— Start Dataset excerpts —
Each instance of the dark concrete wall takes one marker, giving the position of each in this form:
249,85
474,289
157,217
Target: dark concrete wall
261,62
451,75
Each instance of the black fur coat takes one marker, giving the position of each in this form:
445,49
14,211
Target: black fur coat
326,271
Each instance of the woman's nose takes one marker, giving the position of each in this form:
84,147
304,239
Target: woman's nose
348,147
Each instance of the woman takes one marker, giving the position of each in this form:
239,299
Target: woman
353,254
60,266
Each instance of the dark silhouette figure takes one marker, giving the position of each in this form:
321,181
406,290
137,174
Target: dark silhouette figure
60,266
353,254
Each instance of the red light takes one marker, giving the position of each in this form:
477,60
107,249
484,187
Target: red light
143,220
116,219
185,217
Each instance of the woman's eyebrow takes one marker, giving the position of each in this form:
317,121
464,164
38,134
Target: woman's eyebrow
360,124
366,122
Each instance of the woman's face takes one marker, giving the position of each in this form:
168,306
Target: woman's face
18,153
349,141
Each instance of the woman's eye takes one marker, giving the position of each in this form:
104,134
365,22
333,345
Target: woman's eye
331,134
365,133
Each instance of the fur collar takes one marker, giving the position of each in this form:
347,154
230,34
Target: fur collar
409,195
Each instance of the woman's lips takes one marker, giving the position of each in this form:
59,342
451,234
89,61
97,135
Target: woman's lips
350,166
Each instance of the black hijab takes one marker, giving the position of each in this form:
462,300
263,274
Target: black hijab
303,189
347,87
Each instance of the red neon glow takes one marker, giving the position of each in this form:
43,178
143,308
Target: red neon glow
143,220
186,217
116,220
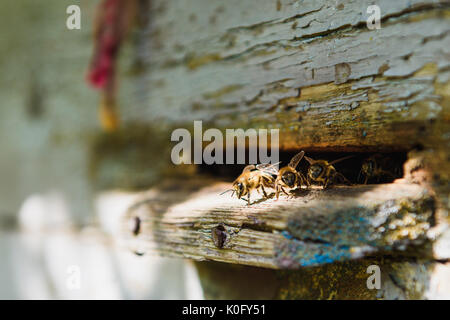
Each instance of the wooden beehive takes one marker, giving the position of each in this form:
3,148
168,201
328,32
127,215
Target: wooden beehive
314,70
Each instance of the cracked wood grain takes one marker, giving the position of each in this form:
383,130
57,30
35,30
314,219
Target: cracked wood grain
311,69
313,228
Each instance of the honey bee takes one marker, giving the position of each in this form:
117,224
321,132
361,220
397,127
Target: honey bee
289,177
252,178
372,167
324,173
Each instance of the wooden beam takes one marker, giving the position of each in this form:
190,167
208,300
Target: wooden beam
191,220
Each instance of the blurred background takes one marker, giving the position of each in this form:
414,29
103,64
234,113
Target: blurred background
51,209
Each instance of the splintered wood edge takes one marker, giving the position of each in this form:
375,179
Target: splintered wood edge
313,227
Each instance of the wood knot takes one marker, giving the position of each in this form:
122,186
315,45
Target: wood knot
219,236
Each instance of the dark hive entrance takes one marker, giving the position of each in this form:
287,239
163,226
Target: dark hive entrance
391,162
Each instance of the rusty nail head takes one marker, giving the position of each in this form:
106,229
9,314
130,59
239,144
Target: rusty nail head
219,236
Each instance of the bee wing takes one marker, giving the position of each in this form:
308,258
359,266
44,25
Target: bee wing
248,168
268,167
309,160
296,159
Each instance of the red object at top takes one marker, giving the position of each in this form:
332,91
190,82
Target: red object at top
109,30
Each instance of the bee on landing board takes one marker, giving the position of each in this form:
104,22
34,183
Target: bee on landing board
252,178
373,167
288,177
323,172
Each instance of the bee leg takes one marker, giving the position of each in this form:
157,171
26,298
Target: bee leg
388,174
344,179
264,192
284,191
277,190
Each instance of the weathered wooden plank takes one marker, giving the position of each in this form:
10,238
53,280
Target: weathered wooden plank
311,68
313,228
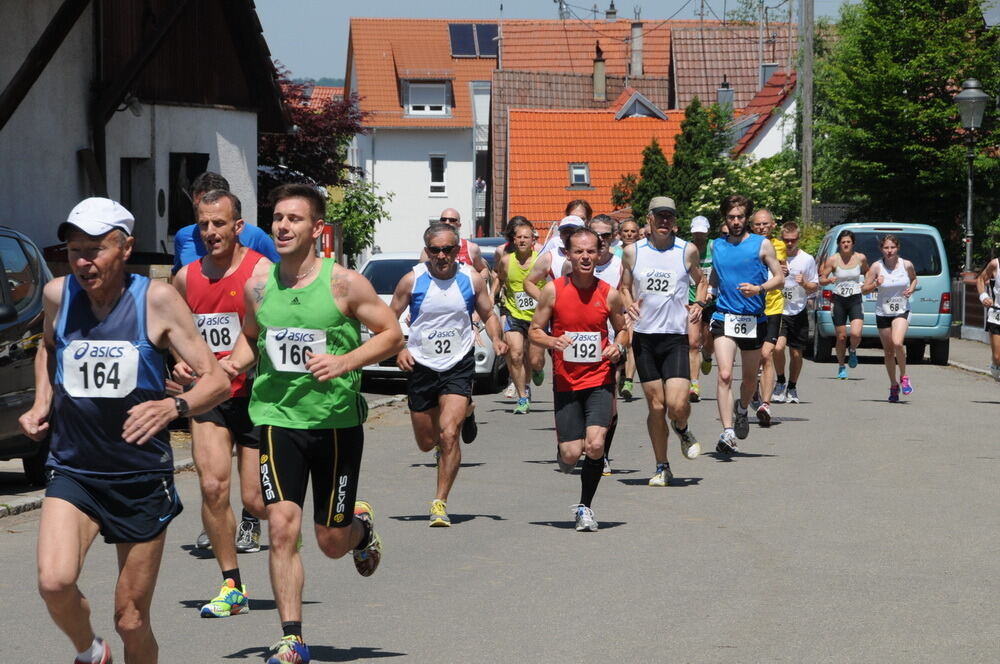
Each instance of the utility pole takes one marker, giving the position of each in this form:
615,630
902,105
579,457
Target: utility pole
806,79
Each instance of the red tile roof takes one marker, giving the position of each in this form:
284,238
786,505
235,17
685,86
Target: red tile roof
764,104
544,142
381,51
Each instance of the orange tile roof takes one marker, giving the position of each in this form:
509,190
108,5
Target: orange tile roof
542,144
764,104
381,51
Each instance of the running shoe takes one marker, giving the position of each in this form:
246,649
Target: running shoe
662,476
742,421
689,444
764,415
469,428
439,514
727,444
366,559
231,601
289,650
626,390
203,542
248,537
585,522
105,654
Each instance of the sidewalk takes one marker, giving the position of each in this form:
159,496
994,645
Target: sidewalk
— End Dataset excerpts —
→ Written instruction: Give the lines of the data from the one containing "Each instance of the orange" through the end as a Markdown table, leaving out blank lines. Use two columns: No., holding the row number, and Text, holding the line.

→ Solution:
| No. | Text |
|---|---|
| 1 | Each instance of the orange tile roof takes one marker, giving the position of each in this form: |
| 2 | 509,190 |
| 3 | 108,5 |
| 4 | Target: orange tile roof |
| 5 | 542,144 |
| 6 | 764,104 |
| 7 | 381,51 |
| 8 | Each instance of the running shoe takes one marker, giving the position of each in this form: |
| 9 | 246,649 |
| 10 | Target: running shoe |
| 11 | 662,476 |
| 12 | 742,421 |
| 13 | 689,444 |
| 14 | 764,415 |
| 15 | 469,428 |
| 16 | 439,514 |
| 17 | 727,444 |
| 18 | 366,559 |
| 19 | 231,601 |
| 20 | 289,650 |
| 21 | 626,390 |
| 22 | 203,542 |
| 23 | 248,537 |
| 24 | 585,522 |
| 25 | 105,654 |
| 26 | Each instance of the sidewalk takes one marker, giving the position of each in this form: |
| 27 | 159,496 |
| 28 | 994,645 |
| 29 | Target: sidewalk |